Records provided START

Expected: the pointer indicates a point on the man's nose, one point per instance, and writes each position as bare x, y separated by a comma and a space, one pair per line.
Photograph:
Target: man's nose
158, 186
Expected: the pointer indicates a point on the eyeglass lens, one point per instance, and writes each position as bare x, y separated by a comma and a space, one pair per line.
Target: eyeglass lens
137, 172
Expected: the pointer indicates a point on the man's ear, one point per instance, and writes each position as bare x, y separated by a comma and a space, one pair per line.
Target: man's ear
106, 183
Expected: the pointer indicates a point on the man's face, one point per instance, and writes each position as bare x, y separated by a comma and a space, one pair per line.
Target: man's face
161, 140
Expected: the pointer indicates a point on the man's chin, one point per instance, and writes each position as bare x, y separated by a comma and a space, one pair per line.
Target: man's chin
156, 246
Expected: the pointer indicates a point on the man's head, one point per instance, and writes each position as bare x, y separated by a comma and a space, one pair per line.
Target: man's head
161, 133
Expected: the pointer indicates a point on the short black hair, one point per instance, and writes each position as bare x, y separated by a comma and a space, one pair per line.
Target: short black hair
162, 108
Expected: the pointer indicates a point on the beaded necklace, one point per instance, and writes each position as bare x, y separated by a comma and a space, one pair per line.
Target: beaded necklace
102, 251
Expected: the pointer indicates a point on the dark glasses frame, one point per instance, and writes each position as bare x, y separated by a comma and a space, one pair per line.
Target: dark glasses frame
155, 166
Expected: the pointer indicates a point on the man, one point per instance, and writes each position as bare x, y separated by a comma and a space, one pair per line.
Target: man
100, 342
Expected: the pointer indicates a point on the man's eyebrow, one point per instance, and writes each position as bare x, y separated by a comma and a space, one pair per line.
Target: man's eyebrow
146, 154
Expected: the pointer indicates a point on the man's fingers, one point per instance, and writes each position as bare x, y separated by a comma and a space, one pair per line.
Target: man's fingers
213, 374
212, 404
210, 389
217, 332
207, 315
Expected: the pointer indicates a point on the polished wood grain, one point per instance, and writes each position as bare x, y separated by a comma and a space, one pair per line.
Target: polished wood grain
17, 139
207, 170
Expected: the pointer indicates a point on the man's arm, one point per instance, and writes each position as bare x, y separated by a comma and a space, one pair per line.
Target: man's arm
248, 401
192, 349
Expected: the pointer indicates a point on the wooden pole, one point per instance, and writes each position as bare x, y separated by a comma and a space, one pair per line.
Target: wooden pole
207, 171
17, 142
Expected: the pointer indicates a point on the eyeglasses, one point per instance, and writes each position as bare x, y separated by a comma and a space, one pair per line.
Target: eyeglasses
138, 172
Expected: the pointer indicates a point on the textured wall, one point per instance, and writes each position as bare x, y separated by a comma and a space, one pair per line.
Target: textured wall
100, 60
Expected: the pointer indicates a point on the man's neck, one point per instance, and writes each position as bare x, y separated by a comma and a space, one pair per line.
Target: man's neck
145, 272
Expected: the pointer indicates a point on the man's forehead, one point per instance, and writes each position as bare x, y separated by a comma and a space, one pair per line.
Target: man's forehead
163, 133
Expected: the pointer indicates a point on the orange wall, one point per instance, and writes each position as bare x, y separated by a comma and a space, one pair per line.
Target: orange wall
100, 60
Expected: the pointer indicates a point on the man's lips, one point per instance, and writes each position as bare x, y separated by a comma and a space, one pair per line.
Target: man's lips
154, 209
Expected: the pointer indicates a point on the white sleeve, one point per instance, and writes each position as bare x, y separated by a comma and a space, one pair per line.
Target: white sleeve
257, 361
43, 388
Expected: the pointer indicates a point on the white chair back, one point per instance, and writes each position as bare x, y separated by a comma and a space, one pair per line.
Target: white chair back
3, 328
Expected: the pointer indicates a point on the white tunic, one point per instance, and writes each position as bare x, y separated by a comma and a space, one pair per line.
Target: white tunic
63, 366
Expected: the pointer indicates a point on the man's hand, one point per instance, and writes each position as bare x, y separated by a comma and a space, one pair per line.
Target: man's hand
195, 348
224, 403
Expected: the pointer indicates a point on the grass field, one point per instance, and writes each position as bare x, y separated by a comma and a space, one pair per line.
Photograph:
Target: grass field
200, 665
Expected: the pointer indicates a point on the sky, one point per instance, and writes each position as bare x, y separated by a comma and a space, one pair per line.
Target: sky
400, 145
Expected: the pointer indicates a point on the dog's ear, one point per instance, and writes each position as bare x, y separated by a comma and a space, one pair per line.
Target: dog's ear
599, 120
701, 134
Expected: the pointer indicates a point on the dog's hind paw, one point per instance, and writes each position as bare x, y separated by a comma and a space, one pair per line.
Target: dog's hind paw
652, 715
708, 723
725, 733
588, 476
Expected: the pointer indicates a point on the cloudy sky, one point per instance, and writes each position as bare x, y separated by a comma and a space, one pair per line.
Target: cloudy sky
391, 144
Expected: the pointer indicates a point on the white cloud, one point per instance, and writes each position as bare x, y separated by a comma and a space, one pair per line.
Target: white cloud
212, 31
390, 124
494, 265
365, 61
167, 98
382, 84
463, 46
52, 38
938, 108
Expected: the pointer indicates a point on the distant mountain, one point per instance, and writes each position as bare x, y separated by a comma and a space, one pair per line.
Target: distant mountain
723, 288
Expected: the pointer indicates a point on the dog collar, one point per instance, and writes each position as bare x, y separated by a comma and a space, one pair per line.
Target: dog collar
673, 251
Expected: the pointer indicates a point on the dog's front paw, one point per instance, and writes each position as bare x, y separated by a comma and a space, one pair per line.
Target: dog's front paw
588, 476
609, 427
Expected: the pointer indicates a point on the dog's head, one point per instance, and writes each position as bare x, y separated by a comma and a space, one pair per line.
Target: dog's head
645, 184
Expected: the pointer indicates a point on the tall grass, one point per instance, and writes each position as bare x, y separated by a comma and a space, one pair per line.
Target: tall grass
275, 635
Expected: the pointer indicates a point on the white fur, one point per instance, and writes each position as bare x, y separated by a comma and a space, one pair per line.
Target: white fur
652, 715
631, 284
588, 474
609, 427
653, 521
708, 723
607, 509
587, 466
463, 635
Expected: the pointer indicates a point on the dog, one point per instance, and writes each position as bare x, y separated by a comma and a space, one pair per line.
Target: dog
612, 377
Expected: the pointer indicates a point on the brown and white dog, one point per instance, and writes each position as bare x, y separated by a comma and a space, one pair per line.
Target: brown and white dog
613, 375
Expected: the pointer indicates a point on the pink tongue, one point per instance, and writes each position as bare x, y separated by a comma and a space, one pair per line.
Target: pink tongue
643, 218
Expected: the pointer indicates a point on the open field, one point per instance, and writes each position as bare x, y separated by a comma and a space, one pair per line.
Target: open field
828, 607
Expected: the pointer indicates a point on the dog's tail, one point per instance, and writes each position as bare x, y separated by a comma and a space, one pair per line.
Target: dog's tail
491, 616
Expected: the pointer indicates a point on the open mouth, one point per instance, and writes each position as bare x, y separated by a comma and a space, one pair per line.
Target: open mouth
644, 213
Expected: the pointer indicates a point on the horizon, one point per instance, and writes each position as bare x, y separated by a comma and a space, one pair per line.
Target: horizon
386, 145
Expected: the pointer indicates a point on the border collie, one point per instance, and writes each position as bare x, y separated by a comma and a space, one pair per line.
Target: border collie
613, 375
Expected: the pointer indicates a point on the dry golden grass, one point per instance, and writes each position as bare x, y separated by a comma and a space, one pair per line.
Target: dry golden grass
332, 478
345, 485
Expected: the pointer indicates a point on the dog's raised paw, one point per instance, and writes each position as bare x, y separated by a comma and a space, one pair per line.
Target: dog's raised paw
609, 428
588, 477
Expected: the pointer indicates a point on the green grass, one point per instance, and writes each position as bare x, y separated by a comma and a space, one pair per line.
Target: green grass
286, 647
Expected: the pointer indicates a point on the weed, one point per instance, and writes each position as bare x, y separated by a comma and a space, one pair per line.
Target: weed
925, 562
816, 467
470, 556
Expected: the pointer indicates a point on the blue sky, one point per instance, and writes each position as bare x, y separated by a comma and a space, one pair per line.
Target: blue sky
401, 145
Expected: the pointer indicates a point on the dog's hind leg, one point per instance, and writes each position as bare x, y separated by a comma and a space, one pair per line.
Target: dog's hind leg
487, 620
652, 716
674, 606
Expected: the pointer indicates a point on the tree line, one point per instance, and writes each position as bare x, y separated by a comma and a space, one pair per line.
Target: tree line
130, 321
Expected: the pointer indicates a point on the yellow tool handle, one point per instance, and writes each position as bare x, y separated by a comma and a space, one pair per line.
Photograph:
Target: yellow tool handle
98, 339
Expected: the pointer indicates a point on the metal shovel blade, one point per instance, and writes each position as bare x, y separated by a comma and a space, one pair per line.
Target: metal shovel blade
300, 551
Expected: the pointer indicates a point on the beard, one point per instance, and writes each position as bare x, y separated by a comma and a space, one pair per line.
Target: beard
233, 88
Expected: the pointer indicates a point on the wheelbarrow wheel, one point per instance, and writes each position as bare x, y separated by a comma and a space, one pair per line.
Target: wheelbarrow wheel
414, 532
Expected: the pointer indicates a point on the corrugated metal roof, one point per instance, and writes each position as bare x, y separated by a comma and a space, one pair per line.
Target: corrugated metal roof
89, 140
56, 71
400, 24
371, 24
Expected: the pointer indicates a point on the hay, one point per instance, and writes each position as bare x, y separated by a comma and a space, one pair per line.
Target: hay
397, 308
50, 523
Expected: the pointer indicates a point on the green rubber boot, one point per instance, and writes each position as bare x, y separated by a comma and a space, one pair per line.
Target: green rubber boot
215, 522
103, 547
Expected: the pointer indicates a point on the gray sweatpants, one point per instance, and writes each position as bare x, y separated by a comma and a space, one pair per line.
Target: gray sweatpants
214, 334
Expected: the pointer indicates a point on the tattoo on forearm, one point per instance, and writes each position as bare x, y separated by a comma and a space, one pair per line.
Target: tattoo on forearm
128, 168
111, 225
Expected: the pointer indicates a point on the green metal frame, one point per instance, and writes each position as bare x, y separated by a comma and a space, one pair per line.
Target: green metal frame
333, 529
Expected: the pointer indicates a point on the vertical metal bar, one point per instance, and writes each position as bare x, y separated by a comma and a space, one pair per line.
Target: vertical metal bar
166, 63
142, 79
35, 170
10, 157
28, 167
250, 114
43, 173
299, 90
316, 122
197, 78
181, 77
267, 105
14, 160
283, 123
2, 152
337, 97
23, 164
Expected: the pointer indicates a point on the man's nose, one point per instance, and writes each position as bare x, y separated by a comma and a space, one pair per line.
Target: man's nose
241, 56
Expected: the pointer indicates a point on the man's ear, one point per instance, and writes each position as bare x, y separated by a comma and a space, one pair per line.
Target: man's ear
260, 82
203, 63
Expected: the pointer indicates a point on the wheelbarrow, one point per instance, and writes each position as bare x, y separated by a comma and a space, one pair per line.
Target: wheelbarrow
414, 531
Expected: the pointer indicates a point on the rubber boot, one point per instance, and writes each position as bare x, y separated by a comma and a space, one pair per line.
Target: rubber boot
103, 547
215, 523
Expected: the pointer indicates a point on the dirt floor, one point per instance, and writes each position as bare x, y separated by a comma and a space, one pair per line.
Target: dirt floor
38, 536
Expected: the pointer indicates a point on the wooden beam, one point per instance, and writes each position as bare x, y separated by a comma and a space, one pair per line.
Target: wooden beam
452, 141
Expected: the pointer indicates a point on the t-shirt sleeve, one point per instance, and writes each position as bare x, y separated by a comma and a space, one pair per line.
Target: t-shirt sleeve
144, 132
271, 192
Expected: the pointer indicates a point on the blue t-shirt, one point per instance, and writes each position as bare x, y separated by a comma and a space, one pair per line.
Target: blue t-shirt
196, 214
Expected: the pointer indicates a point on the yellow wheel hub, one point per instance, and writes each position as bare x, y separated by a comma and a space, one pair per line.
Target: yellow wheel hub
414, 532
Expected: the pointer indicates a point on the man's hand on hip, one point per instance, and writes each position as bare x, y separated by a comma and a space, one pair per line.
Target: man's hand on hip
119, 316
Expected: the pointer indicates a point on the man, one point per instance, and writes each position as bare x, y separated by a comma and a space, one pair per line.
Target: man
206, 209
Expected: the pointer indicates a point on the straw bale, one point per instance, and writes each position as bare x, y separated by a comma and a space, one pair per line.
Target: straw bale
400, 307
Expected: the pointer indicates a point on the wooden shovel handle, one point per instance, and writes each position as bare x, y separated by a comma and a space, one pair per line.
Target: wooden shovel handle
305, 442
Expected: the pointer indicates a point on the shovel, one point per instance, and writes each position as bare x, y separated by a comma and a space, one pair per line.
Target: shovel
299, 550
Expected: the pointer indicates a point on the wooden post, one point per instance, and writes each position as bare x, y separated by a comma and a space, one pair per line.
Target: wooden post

Records provided END

• What needs to be done: Please reproduce, exactly as they appear above, the lines from the line containing "Target: man's arm" up to and including the line containing "man's forehead, one".

• Exercise answer:
Target: man's arm
248, 401
192, 349
Expected: the pointer indicates a point on the wooden pole, one point per instance, and writes each position as bare x, y separated by a comma and a space, one pair per line.
Target: wooden pole
207, 171
17, 142
Expected: the pointer indicates a point on the eyeglasses, one point per instance, and writes each position as bare x, y separated by a comma and a space, one pair per line.
Target: eyeglasses
138, 172
Expected: the pointer indicates a point on the textured wall, one point per instance, and writes each position as bare x, y separated by a comma and a space, one pair per line.
Target: textured wall
100, 60
Expected: the pointer indicates a point on the man's neck, one point per instance, and writes each position as bare x, y separated by a comma and a space, one pair per line.
Target: man's neck
145, 272
Expected: the pointer indicates a point on the man's forehead, one point per instance, and writes each position as bare x, y separated by a comma and a space, one pair per line.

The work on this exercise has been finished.